All of this was stirred up when I was reading a book called “the purpose driven life” and attending bible studies at my mom’s house. One chapter held my attention because it said I needed to let go of my anger and resentment. Because holding it in would not change anything, for me or the people I was upset with. I sat back and thought first I didn’t have any resentment, when I actaully do. And I thought I didn’t have anyone I was angry at , and I do. And this is what I know and came up with.
I really really really was angry with Ryan. I loved him with every part of me and one day he just kissed me on my forehead, told me he loved me, he’d see me later and went to go fishing – and I never saw him again. I was shattered, broken and lost. After he left I wanted to be with someone I could take care of and would love ME as much as I loved him. I thought you were so wonderful and fun and talented. I wanted to buy you everything you wanted and BE everything you wanted. And I don’t even remember our fights but I remember you accusing me of cheating on you. I 100% did not. I know it hurt me that you thought that, and I knew that there was nothing I could say to change your mind, so I stopped trying to change your mind. I remember you questioning my relationships with other guys and all I could say was they were my friends and I never understood your jealousy. I had looked forward to seeing YOU after rehearsal and talking to YOU at night, not them. All my life boys were more my friends than girls. but they never actually LIKED me, we all just hung out. Ryan was my first everything and he absolutely destroyed me. And I didn’t understand til much later that perhaps *I* was your Ryan. I was much more angry that you were accusatory, much more angry that you didnt’ trust me and I resented you for not letting go when I thought it was time to let go. Even up til those last moments when you would come over to me during Cabaret and tell me how much you loved me, but hated me then you’d go make out with Marni. It was just dumb and wierd to me and I refused to see your side, because all I knew was MY side. That’s all I still know.
But what has changed for me is the ability to let things go, and let things just….Be. We don’t have to be friends, I know that’s not what you want. But if we can find a way to be cordial to eachother whenever we are around eachother I think that’s the best thing to keep everything in a forward motion. Going on and on about how much you hate me because of whatever all those years ago, or how much I hate you because of what you said or did – doesn’t matter to anyone. And I don’t think it’s fair.
I’ve saved a message on my cel phone for 2 years now that you left for me. I saved it because it was mean and somehow became a drive to prove you wrong. And what I also realize is that it doesn’t matter what I think of you, or what you think of me. Neither one of us would be who we are if the summer of 1998 through 2000 didnt’ happen. And you may think we would’ve been better off having never met or been together but neither one of us will ever know. It happened, and it ended. I know I should’ve left Ryan before he left me, but I was blind. I know I shouldn’t have dated someone else so soon, but I wanted to. It all happened for a reason, it all happened in the past. And it’s all stuff we….*I* need to let go of.
I have my drives and dreams and goals and all of my life and relationship experiences make me who I am. And quite frankly I know God loves me still, and right now….that’s the most important thing to me. Its making sure I’m doing what He wants me to do. And I honestly and truly believe he wanted me to contact you to settle it for me, not you. I just wasn’t sure how to do it.

——

» TASK 1:
Please print every row of Block 1 word for word, changing nothing.
The letter and the rows are unrelated.

——

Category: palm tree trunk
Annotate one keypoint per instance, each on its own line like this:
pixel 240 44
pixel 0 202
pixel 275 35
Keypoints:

——

» TASK 2:
Say whether each statement agrees with the letter, answering yes or no and quoting the deciding words: (a) The writer attended bible studies at the writer's mom's house. (b) The writer deleted the mean phone message. (c) The writer asks for the two of them to become friends again.

» EXERCISE RESULT 1:
Category: palm tree trunk
Annotate one keypoint per instance, each on its own line like this:
pixel 240 44
pixel 0 202
pixel 275 35
Keypoints:

» EXERCISE RESULT 2:
(a) Yes: "attending bible studies at my mom’s house"
(b) No: "I’ve saved a message on my cel phone for 2 years now that you left for me."
(c) No: "We don’t have to be friends, I know that’s not what you want."